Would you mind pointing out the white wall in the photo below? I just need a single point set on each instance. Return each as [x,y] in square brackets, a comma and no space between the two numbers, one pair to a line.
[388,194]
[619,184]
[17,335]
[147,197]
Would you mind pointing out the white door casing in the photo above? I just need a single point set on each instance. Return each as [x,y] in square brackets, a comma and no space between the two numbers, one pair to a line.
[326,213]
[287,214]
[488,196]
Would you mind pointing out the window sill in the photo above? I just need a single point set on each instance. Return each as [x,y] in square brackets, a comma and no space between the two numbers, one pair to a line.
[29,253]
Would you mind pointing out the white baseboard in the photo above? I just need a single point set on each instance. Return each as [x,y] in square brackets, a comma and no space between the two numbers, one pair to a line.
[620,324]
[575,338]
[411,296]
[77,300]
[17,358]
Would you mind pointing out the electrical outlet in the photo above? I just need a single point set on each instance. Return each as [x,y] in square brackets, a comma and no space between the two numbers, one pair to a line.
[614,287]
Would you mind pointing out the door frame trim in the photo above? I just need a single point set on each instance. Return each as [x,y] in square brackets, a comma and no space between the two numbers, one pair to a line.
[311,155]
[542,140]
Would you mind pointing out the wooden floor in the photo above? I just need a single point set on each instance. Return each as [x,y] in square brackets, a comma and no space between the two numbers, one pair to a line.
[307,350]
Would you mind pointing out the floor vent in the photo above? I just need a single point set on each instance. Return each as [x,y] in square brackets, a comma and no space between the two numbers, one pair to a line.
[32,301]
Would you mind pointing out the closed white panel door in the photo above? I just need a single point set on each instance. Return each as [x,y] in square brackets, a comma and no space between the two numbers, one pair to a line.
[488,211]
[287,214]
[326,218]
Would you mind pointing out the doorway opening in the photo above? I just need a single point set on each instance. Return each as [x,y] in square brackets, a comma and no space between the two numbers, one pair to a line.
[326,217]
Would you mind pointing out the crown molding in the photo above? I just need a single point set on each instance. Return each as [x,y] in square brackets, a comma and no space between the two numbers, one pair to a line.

**INSTRUCTIONS FOR THE TASK:** Copy the entire listing, keeping each line exactly as it is.

**RESPONSE TO THE EXERCISE:**
Would you mind pointing out the white wall in the photo below? I just need a single point set on each instance. Return each as [x,y] in square brackets, a comma and no space between the two numbers, one pair to a line.
[388,194]
[619,184]
[17,335]
[147,197]
Would you mind pointing out the white door casing in the photo above? I just need a single point set on each instance. Return each as [x,y] in square brackets, a comma and no space between the two numbers, one pair to a line.
[326,213]
[287,214]
[488,196]
Would you mind pointing out the window sill in the photo above? I just need a single point set on each instance. Return each as [x,y] in square brackets, a comma and no space between the two numbers, one pair to a line.
[29,253]
Would you mind pointing out the white baseboard in the photo above? I just need a single point set on each instance. Return each as [x,y] in square brackets, a comma and no space between the two numbers, one pair to a line.
[620,324]
[575,338]
[411,296]
[77,300]
[17,358]
Would you mind pointing out the electrical outlet in the photo above? I just need a single point set on each instance. Return each as [x,y] in square brackets, a comma and no space between the two numbers, one pair to a line.
[614,287]
Would you mind pointing out the door frame trim in the photo above? I just need a single point set on each instance. Return each as [x,y] in square brackets, a comma and no space between the two numbers, one pair to a line.
[311,155]
[542,140]
Would you mind pointing out the wooden floor in the photo above? I just need a single point set on each instance. Return each as [x,y] in square brackets, a comma and no space between the two numbers, one pair to a line.
[307,350]
Would you mind pointing out the floor vent in the photo above? I just need a single point set on each instance. Return each as [x,y] in square brackets, a comma and no space between the two numbers, one pair to a line.
[32,301]
Would you mind pointing out the closed white panel door in the photo above? I just need a single point set on each instance. Return each as [x,y] in square brackets, a comma and no space between the two numbers, one pair to a line.
[488,211]
[287,214]
[326,218]
Would you mind pointing out the doorway opening in the photo above? I just need a single point set on each instance. Return each as [x,y] in square brackets, a comma and no space between the two numbers, one pair to a line.
[326,217]
Would you mind pointing out the crown molding in the photo above? I just need a single point set on each instance. Return each as [x,y] in square brackets, a comma and no space between the two numbers, one pair to a line.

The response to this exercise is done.